Problem description
Please copy word for word the data from the line containing "of the purple" through the end of the data, including that first line.

Material
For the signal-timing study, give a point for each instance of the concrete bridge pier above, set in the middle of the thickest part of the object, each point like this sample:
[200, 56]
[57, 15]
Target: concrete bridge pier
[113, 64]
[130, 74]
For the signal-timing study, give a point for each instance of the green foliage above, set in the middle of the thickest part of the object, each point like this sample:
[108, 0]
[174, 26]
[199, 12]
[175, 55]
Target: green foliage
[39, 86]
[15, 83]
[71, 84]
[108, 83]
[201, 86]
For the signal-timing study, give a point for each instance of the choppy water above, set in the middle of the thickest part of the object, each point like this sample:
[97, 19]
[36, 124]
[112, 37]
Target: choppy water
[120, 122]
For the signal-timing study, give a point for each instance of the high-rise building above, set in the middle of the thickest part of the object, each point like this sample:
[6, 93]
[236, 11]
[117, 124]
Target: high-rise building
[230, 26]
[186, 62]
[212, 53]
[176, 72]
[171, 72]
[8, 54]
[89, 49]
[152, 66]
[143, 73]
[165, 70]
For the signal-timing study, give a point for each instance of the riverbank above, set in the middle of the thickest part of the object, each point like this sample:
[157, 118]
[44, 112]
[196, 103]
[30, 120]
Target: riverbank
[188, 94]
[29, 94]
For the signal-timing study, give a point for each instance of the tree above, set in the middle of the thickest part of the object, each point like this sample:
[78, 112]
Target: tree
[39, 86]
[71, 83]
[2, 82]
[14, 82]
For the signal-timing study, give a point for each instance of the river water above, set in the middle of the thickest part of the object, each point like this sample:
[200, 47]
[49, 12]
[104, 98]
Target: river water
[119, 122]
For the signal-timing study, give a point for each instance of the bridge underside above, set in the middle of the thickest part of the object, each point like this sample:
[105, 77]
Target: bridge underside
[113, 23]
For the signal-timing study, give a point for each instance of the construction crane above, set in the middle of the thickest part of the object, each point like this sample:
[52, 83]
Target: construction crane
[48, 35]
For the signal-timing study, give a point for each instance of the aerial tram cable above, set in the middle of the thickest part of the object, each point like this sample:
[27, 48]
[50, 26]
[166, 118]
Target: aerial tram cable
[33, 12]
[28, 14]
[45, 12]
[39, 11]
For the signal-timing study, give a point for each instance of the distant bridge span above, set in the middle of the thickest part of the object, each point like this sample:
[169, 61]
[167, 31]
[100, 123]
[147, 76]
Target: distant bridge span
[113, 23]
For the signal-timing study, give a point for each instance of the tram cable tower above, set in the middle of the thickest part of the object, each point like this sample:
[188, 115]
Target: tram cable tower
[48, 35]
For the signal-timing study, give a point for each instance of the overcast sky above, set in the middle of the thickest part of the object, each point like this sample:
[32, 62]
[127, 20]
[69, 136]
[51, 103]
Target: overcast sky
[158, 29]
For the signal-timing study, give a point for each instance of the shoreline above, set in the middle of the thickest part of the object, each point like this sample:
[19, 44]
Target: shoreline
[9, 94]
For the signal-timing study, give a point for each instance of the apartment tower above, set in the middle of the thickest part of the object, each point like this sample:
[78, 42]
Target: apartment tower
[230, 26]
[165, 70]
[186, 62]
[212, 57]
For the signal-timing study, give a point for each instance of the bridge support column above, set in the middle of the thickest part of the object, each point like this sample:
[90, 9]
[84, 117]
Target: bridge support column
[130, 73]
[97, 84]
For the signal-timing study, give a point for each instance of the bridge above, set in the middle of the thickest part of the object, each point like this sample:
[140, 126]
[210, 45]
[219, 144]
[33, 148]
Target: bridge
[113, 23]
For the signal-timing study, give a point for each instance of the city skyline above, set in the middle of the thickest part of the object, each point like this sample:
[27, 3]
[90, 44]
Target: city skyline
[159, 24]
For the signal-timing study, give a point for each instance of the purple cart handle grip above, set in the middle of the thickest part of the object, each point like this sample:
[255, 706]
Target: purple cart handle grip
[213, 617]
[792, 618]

The output
For the signal-timing study, give a point for each instance of the purple cart handle grip above, set in the middle of the thickest part of the object, each point like this sample:
[255, 706]
Target: purple cart handle grip
[213, 617]
[792, 618]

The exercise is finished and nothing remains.